» **Задание 1**:
Пожалуйста, выведите дословно строки записей, начиная со строки с «Practice step: identify the car tail» и заканчивая строкой с «[1176, 114]» включительно.

» **Текст страницы**:
- - - - - - -

Епископы удалились из храма, а я с жезлом в руке благословлял народ. Бесконечной чредой все подходили и подходили молящиеся под благословение… По окончании этого обряда меня ввели в архиерейский дом; мне пропели "Ис полла эти деспота…".

Я приготовил обед на 70–80 персон. Столы были накрыты не только во всех приемных комнатах архиерейских покоев, но и в помещении нижнего этажа — для "братчиков", для певчих… Весь дом превратился в ресторан. За главным столом заняли места высшее духовенство и почетные гражданские и военные лица; тут были и генералы из Люблина, и корпусный командир, и начальник дивизии… У нас, в Западном крае, мясо монашествующим было позволено, в России — нет. Архиепископ Иероним и Гродненский епископ Иоаким его вкушали, а преосвященный Антоний от мясного воздерживался. Я дал распоряжение эконому, чтобы за главным столом подавали рыбное. Эконом схитрил — в мясной бульон пустил карасиков. Преосвященный Антоний попробовал и говорит: "Суп-то стервый…" А архиепископ Иероним мягко: "Не углубляйтесь…" Обед прошел с подъемом, с изобилием речей. Длился он так долго и так утомил престарелого архиепископа Иеронима, что его в изнеможении увели отдохнуть и давали капли. После обеда я развел усталых архиереев по комнатам, но остальные гости еще долго не расходились и, кто в столовой, кто в гостиной, продолжали оживленно беседовать. Мне облили новую рясу ликером: семинарский доктор, по случаю праздника наугощавшийся, расплескал на меня всю рюмку, изливая мне свои добрые чувства.

Вечером был чай; собрались все мои друзья, люблинские, варшавские и холмские. Должен отметить единодушное участие в празднике преподавателей семинарии, их старание разъяснить населению значение торжества: один из них Ф.В.Кораллов издал ко дню моего посвящения специальную брошюру.

- - - - - - -

» **Записи**:

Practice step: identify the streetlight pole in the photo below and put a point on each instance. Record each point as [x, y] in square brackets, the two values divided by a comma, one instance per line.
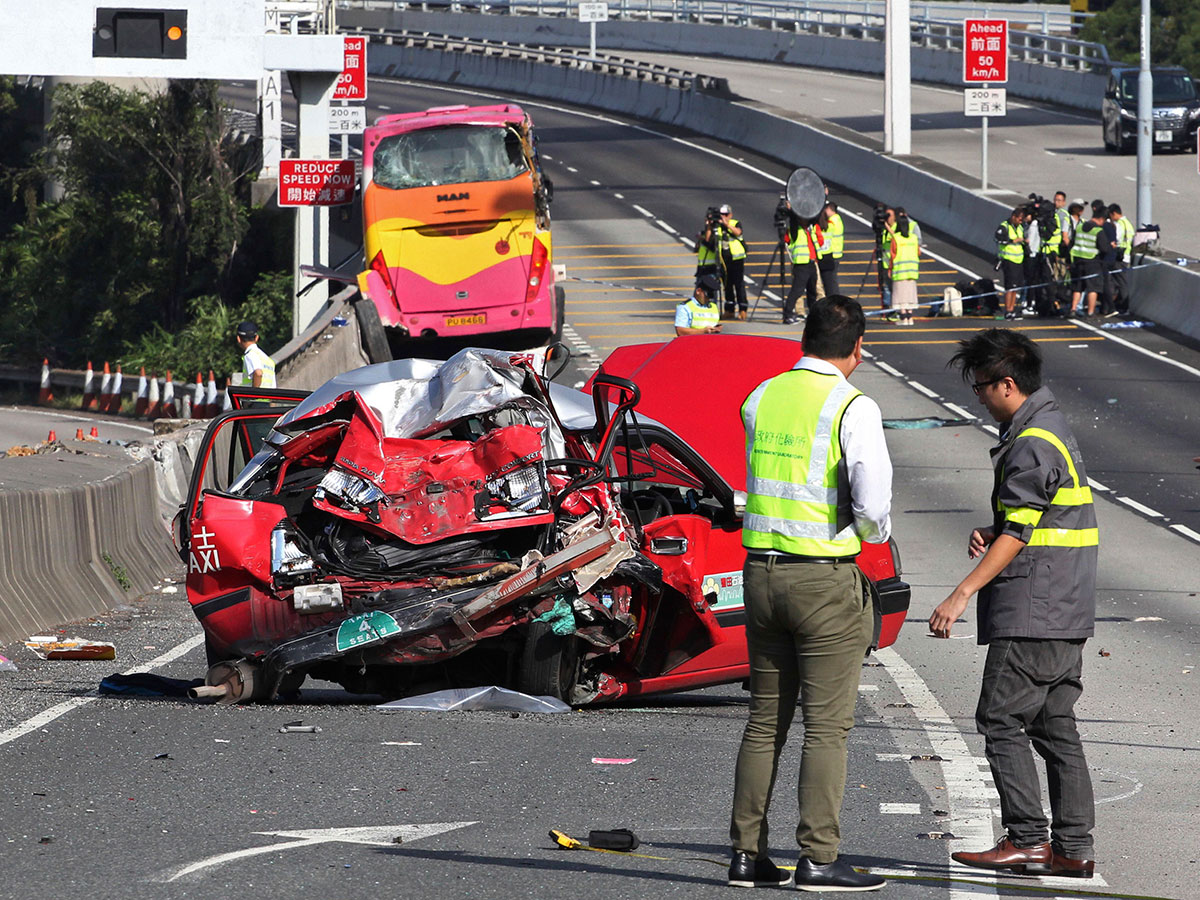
[1145, 123]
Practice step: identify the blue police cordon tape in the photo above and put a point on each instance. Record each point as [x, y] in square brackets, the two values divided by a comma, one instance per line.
[567, 843]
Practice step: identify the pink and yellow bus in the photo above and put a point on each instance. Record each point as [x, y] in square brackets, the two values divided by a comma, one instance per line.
[456, 225]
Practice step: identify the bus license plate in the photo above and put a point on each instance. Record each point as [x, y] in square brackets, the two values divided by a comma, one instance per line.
[479, 318]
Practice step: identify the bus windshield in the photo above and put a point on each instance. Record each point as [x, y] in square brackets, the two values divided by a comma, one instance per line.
[1169, 88]
[450, 155]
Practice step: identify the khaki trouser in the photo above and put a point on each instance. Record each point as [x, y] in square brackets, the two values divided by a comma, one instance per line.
[808, 628]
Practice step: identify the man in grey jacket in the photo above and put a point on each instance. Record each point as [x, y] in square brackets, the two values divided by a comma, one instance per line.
[1037, 607]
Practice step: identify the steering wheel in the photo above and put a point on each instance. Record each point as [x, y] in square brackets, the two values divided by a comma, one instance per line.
[652, 502]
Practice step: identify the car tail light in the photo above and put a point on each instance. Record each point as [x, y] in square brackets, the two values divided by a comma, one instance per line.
[288, 562]
[538, 261]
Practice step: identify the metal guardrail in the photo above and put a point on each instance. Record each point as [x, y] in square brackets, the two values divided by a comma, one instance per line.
[1035, 37]
[603, 63]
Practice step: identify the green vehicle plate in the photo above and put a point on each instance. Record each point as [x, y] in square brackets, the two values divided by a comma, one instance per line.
[367, 628]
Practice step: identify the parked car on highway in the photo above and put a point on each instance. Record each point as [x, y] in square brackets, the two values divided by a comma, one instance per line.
[417, 523]
[1176, 114]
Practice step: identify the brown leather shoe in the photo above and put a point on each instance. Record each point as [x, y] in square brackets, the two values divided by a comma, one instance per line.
[1006, 856]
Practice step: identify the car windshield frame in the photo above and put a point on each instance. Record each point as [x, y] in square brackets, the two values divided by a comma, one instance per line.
[449, 155]
[1169, 88]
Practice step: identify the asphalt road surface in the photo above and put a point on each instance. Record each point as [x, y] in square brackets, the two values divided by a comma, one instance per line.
[163, 798]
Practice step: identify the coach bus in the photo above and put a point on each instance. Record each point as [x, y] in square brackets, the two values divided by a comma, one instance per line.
[456, 226]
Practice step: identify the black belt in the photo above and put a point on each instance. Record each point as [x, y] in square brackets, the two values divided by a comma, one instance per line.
[796, 558]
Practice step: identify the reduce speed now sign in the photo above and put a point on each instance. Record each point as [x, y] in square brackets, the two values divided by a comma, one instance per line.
[985, 51]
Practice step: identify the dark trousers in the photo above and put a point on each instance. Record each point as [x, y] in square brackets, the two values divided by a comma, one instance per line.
[804, 280]
[829, 276]
[1030, 688]
[808, 628]
[733, 279]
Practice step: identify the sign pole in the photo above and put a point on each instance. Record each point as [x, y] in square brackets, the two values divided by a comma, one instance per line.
[983, 153]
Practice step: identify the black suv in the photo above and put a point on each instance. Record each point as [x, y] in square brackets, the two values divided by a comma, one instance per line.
[1176, 109]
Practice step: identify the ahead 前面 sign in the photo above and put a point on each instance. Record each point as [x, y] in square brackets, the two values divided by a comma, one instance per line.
[985, 51]
[316, 183]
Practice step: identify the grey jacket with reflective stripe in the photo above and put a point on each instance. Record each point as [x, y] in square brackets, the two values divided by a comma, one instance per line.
[1045, 592]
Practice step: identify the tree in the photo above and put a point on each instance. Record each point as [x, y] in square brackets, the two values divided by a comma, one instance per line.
[1174, 31]
[153, 216]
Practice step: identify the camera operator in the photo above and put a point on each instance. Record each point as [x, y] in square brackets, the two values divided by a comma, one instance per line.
[725, 232]
[832, 247]
[803, 241]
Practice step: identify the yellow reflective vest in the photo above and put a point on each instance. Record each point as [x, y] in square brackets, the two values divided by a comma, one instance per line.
[797, 492]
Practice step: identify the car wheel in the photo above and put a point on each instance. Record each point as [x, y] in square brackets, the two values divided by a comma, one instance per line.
[371, 331]
[549, 664]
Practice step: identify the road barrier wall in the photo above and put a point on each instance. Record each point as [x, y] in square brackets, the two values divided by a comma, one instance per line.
[1066, 87]
[81, 535]
[933, 193]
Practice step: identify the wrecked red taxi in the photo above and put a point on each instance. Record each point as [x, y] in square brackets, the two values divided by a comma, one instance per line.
[415, 523]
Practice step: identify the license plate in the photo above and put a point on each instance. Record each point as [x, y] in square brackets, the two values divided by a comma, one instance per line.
[479, 318]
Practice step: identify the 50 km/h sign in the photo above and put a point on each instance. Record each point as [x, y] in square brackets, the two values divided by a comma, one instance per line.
[985, 51]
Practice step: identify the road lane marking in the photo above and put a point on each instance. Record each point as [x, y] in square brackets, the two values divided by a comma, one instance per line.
[48, 715]
[370, 835]
[1140, 507]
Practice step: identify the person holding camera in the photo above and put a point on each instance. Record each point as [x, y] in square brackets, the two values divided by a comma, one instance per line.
[700, 315]
[1011, 258]
[904, 247]
[726, 235]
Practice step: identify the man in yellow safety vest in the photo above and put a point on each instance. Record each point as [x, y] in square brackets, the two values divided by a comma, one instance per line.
[819, 483]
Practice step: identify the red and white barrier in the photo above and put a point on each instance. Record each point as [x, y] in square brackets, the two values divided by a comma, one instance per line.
[143, 402]
[89, 389]
[168, 399]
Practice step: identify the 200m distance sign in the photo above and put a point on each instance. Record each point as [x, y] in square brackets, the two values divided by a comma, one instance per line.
[985, 51]
[316, 183]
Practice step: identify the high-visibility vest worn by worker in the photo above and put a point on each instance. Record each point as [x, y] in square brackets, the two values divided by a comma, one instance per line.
[1041, 497]
[1084, 246]
[731, 243]
[797, 487]
[1008, 239]
[906, 262]
[804, 245]
[834, 239]
[701, 316]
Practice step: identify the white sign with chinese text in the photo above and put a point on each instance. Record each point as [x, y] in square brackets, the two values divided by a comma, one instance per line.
[593, 12]
[984, 101]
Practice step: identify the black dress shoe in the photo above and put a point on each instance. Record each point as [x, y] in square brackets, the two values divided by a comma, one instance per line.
[761, 873]
[838, 875]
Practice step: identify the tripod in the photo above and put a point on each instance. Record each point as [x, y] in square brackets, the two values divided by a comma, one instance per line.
[779, 253]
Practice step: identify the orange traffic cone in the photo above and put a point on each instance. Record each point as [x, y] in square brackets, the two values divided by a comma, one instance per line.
[198, 397]
[106, 389]
[43, 393]
[114, 397]
[143, 402]
[168, 399]
[89, 389]
[210, 396]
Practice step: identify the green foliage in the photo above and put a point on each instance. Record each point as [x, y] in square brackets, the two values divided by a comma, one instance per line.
[208, 340]
[1174, 31]
[142, 253]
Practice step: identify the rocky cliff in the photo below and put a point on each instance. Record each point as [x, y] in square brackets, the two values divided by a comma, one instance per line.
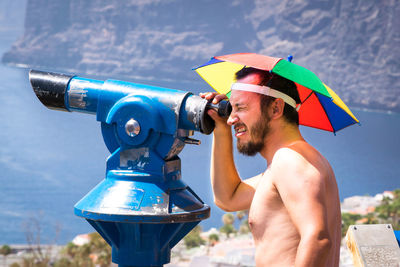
[354, 46]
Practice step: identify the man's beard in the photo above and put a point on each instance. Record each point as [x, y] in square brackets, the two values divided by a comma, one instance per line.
[258, 132]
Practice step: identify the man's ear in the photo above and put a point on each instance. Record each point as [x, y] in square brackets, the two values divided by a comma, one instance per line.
[277, 108]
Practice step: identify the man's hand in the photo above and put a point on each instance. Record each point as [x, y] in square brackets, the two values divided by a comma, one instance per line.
[220, 123]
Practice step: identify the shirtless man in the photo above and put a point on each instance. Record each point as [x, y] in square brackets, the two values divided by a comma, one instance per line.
[294, 205]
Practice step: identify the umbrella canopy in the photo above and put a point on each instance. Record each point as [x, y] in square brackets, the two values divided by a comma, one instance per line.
[321, 107]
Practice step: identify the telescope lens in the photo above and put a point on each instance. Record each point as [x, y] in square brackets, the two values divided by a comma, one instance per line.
[50, 88]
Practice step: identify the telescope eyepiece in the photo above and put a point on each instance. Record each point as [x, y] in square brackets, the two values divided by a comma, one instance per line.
[223, 108]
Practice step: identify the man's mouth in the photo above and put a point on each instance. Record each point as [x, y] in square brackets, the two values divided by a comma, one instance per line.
[240, 130]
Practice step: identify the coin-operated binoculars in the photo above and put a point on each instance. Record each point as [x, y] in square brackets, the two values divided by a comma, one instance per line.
[142, 208]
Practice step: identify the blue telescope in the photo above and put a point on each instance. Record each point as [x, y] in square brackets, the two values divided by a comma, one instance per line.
[142, 208]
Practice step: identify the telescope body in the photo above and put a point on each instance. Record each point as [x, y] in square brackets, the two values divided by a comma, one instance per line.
[142, 208]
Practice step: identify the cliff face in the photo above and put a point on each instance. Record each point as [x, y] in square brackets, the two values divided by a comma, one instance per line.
[354, 46]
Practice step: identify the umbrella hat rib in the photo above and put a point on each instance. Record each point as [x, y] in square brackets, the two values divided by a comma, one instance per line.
[300, 75]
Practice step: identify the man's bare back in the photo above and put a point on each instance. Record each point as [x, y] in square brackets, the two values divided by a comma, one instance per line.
[275, 235]
[294, 206]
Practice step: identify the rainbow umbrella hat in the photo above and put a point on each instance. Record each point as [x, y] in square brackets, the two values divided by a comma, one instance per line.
[321, 107]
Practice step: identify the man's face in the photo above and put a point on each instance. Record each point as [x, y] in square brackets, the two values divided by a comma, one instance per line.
[250, 125]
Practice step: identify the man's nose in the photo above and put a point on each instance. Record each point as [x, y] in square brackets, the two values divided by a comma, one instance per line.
[232, 119]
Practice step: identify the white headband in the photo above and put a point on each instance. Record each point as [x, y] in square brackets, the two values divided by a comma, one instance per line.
[265, 90]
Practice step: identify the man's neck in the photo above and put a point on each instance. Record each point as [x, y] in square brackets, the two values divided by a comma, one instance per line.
[279, 137]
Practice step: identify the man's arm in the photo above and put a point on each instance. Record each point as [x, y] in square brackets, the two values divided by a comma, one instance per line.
[230, 192]
[302, 189]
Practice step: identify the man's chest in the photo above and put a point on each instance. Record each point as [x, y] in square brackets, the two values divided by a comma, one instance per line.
[266, 207]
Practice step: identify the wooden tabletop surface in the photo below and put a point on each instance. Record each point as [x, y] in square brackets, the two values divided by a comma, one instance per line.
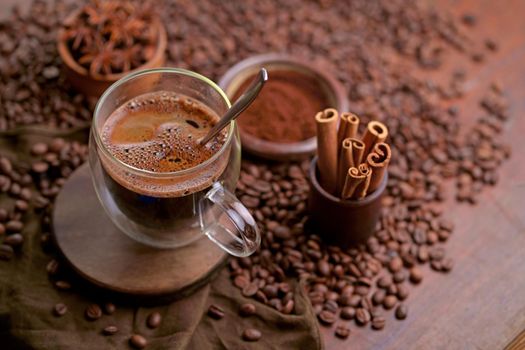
[481, 303]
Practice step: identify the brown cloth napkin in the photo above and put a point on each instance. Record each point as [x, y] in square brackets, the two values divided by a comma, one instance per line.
[27, 298]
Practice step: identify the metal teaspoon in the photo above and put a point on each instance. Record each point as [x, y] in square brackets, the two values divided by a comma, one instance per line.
[239, 106]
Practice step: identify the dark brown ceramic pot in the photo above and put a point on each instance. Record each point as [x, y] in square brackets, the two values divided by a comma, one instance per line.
[233, 79]
[343, 222]
[89, 85]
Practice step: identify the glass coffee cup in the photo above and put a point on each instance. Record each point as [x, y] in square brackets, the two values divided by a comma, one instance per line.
[203, 202]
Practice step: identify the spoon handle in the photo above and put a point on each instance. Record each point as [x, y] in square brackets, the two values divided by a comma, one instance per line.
[240, 105]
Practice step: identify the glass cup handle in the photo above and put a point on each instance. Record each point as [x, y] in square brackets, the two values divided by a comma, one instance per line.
[227, 222]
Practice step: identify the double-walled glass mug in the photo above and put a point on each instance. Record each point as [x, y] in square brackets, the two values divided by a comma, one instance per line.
[206, 204]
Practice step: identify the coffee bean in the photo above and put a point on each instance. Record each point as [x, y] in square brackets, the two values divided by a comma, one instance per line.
[60, 309]
[362, 316]
[138, 341]
[447, 264]
[347, 313]
[52, 267]
[323, 267]
[14, 226]
[436, 265]
[215, 312]
[250, 290]
[389, 302]
[400, 276]
[395, 264]
[326, 317]
[378, 297]
[39, 167]
[402, 292]
[110, 330]
[378, 322]
[251, 334]
[288, 307]
[93, 312]
[416, 275]
[342, 332]
[154, 319]
[384, 281]
[247, 309]
[401, 312]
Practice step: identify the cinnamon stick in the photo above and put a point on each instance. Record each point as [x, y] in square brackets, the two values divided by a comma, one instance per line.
[375, 132]
[345, 162]
[362, 188]
[358, 149]
[347, 127]
[326, 122]
[378, 160]
[353, 179]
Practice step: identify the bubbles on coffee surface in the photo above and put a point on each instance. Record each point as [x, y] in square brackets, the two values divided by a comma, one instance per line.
[160, 132]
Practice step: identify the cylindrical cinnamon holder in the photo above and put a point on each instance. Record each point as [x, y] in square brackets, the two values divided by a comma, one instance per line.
[343, 222]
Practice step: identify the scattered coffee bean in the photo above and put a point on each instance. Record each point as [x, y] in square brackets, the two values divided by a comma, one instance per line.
[60, 309]
[402, 292]
[416, 275]
[378, 297]
[154, 319]
[342, 332]
[247, 309]
[378, 322]
[110, 330]
[138, 341]
[447, 264]
[362, 316]
[250, 290]
[326, 317]
[389, 302]
[401, 312]
[347, 313]
[93, 312]
[251, 334]
[215, 312]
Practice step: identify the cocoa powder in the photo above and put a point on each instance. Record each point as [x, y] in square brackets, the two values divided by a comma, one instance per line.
[284, 111]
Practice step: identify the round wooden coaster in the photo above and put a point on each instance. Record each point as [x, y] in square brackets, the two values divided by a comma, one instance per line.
[107, 257]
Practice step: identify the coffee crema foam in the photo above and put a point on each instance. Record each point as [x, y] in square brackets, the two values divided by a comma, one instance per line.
[160, 132]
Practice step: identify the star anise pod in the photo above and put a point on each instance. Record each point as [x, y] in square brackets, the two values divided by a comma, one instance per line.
[112, 36]
[128, 58]
[101, 59]
[79, 36]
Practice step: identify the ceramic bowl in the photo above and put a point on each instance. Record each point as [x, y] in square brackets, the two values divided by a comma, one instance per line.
[233, 79]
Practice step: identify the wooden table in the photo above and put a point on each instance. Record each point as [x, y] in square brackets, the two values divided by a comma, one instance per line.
[481, 303]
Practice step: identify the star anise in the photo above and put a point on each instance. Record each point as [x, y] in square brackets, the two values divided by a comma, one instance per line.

- - - - - - -

» **Задание 2**:
Сократите абзац текста страницы, начинающийся словами «Я приготовил обед», или оформите его списком, сохранив основные факты.

» **Ответ 1**:
Practice step: identify the car tail light in the photo above and put a point on each instance. Record each point as [x, y] in square brackets, the two values divided by a comma, one instance per line.
[288, 562]
[538, 261]
Practice step: identify the metal guardrail in the photo above and put a point on each instance. Record each point as [x, y] in square brackets, the two values divided by a comma, one instance per line.
[1035, 37]
[603, 63]
Practice step: identify the green vehicle plate in the photo above and put a point on each instance. Record each point as [x, y] in square brackets, the two values divided by a comma, one instance per line.
[367, 628]
Practice step: identify the parked car on highway in the photo above and put a point on each instance. Record each point as [x, y] in square brackets, the two values divided by a comma, one instance per line.
[417, 523]
[1176, 114]

» **Ответ 2**:
- Я приготовил обед на 70–80 персон. Столы накрыли во всех приемных комнатах архиерейских покоев и в нижнем этаже, где сидели «братчики» и певчие.
- За главным столом сидели высшее духовенство, почетные гражданские и военные лица, среди них генералы из Люблина, корпусный командир и начальник дивизии.
- В Западном крае монашествующим разрешалось мясо, в России — нет. Архиепископ Иероним и Гродненский епископ Иоаким его ели, а преосвященный Антоний воздерживался.
- Эконому велели подавать за главным столом рыбное, но он пустил карасиков в мясной бульон. Антоний сказал: «Суп-то стервый…», а Иероним ответил: «Не углубляйтесь…»
- Обед прошел с подъемом и множеством речей. Он так утомил престарелого Иеронима, что того увели отдохнуть и давали ему капли.
- Усталых архиереев я развел по комнатам, а остальные гости еще долго беседовали в столовой и гостиной.
- Семинарский доктор, наугощавшийся по случаю праздника, облил мою новую рясу ликером.